• PROBLEM
Print all of the following rows verbatim, leaving out the pictures.

• MATERIAL SUPPLIED
■ ■ ■

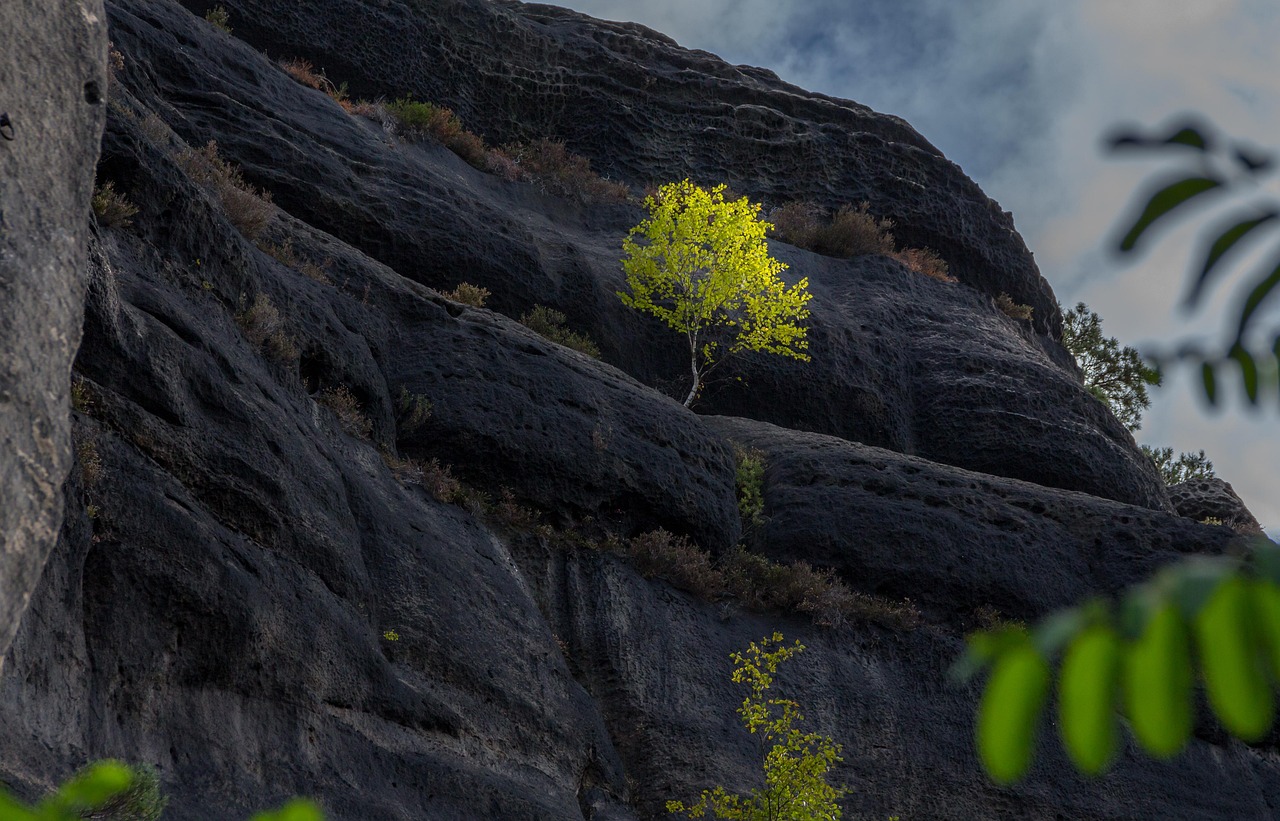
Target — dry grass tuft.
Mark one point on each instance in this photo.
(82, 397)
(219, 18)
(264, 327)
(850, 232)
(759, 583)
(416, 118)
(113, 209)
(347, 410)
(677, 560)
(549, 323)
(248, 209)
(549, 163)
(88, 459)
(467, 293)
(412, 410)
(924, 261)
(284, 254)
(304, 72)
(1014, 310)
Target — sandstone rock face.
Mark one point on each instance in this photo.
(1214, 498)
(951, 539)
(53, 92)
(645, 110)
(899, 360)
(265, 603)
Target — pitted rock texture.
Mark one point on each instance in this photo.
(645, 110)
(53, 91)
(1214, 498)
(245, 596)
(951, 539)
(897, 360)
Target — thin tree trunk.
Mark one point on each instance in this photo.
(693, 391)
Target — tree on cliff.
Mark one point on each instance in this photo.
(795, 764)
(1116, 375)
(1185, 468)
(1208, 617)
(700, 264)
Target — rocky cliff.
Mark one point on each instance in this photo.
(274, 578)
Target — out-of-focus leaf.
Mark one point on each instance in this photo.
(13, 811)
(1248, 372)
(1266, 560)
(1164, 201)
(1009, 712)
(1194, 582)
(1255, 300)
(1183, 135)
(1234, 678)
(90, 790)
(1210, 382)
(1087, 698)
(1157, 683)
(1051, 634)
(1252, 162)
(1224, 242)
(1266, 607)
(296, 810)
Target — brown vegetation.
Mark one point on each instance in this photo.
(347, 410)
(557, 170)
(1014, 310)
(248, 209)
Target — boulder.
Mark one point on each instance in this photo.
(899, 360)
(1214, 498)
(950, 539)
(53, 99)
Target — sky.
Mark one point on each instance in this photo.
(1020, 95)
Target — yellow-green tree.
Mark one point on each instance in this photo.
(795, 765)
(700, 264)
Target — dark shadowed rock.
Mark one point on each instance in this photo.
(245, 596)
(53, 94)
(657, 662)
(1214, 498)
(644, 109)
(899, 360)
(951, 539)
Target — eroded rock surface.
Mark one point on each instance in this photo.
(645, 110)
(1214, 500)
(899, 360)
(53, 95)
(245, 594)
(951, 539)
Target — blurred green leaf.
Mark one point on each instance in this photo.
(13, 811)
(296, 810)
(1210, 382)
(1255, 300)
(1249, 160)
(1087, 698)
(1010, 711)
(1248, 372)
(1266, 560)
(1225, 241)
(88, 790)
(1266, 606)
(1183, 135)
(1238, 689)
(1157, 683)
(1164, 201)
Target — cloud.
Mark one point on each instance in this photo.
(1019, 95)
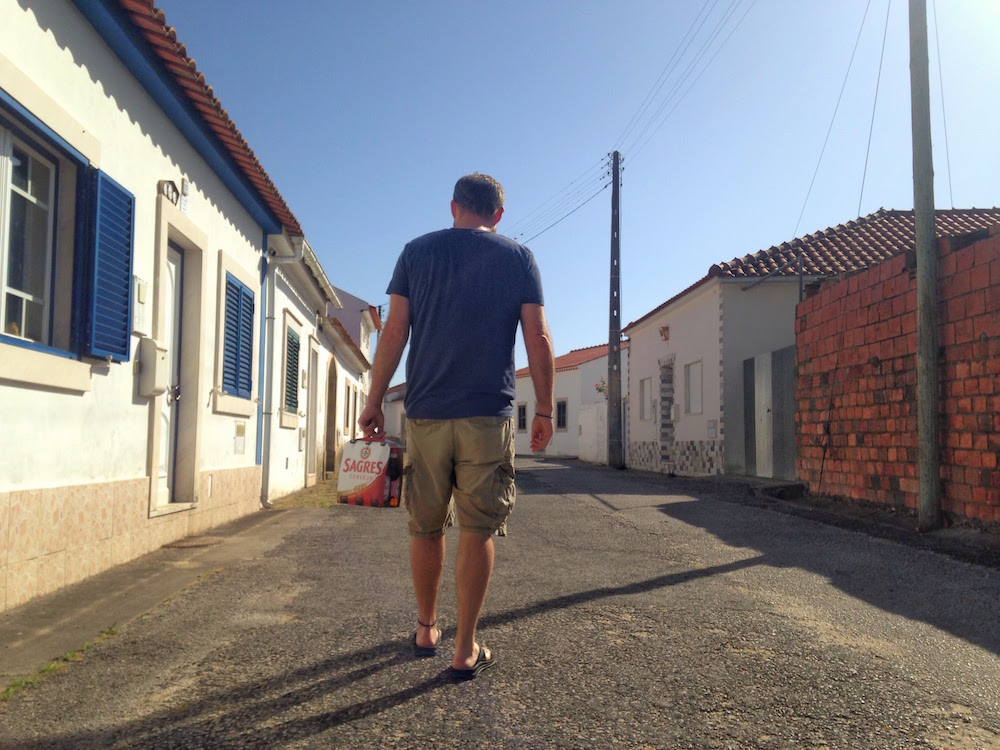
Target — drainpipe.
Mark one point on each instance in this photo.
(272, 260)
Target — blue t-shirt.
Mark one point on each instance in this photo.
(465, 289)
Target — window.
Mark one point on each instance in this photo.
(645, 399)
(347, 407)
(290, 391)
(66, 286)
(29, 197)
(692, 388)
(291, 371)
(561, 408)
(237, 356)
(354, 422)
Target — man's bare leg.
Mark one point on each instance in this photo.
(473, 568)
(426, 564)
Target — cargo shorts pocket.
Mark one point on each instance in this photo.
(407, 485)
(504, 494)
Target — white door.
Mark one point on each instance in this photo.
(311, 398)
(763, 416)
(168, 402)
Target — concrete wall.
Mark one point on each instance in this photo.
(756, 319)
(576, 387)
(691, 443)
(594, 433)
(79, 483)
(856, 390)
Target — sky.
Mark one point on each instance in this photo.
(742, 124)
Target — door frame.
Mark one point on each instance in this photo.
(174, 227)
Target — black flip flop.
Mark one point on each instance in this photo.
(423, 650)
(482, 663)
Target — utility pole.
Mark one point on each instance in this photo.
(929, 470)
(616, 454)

■ ■ ■

• FINAL RESULT
Target — dry grass tuft.
Mark one point on each instance in this photo.
(82, 397)
(219, 18)
(264, 327)
(850, 232)
(759, 583)
(416, 118)
(113, 209)
(347, 410)
(677, 560)
(549, 323)
(248, 209)
(549, 163)
(88, 459)
(467, 293)
(412, 410)
(924, 261)
(284, 254)
(304, 72)
(1014, 310)
Target — sandstone rock face.
Mark one point on each instance in this photo.
(1214, 498)
(951, 539)
(53, 92)
(645, 110)
(899, 360)
(265, 603)
Target — pitted rock texture.
Mark one point on each instance in this photo.
(645, 110)
(53, 91)
(1214, 498)
(245, 596)
(951, 539)
(897, 360)
Target — thin tree trunk.
Mark one point on each instance in this photo.
(693, 391)
Target — tree on cliff.
Mark one point on each instance in this photo.
(795, 764)
(1116, 375)
(1185, 468)
(1208, 617)
(700, 264)
Target — rocky cliff.
Mark one point on each instance in this photo.
(274, 578)
Target — out-of-focus leaf.
Mark one point on each instance in this photo.
(13, 811)
(1248, 372)
(1266, 560)
(1164, 201)
(1009, 712)
(1194, 582)
(1255, 300)
(1183, 135)
(1234, 678)
(90, 790)
(1210, 382)
(1087, 698)
(1157, 683)
(1051, 634)
(1252, 162)
(1224, 242)
(1266, 607)
(296, 810)
Target — brown vegetation.
Mark one point on each instance in this photo.
(347, 410)
(557, 170)
(1014, 310)
(248, 209)
Target — boulder.
Mark one point on each instance in this photo.
(899, 360)
(1214, 498)
(950, 539)
(53, 99)
Target — sky.
Mark one point on each instance in this photo.
(1020, 95)
Target — yellow-green tree.
Mark one point on each instance in this photo.
(795, 765)
(700, 264)
Target — dark shadowed rock.
Mark one point on each instance in this photo.
(245, 596)
(53, 94)
(657, 662)
(1214, 498)
(644, 109)
(899, 360)
(951, 539)
Target — eroded rock surface.
Mark one point on each instance in this photo.
(645, 110)
(1214, 500)
(899, 360)
(53, 95)
(245, 594)
(951, 539)
Target — blurred green leaf.
Mark one point on each instance in this photo.
(13, 811)
(296, 810)
(1210, 382)
(1255, 300)
(1249, 160)
(1087, 698)
(1010, 711)
(1248, 372)
(1266, 560)
(1225, 241)
(88, 790)
(1266, 606)
(1183, 135)
(1238, 689)
(1157, 683)
(1164, 201)
Target — cloud.
Mark one point on each instance in this photo.
(1019, 95)
Target — drainpipe.
Mark one point on each instance in this photo.
(272, 260)
Target — blue t-shirt.
Mark one point on each instance in this photo.
(465, 289)
Target — window.
Mark one point on each instance in this photo.
(645, 399)
(347, 407)
(290, 391)
(66, 286)
(29, 197)
(692, 388)
(291, 371)
(561, 408)
(237, 356)
(354, 422)
Target — man's bare leg.
Mark one point on each instance in this photo.
(473, 568)
(426, 564)
Target — cargo shorts pocket.
Mark one point on each instance in this photo.
(407, 485)
(504, 494)
Target — white door.
Mark one point on each instance in this photo.
(311, 398)
(763, 416)
(168, 402)
Target — concrete wall.
Mark one point on each instance in this photo.
(756, 319)
(576, 387)
(691, 443)
(594, 433)
(79, 483)
(856, 390)
Target — sky.
Mark one point on each instance in this photo.
(742, 124)
Target — door frame.
Mark one point on each instance in this photo.
(174, 227)
Target — black flip flop.
Mark one point on each instance in this photo.
(423, 650)
(482, 663)
Target — utility pole.
Mark one point on each instance in this photo.
(929, 470)
(616, 454)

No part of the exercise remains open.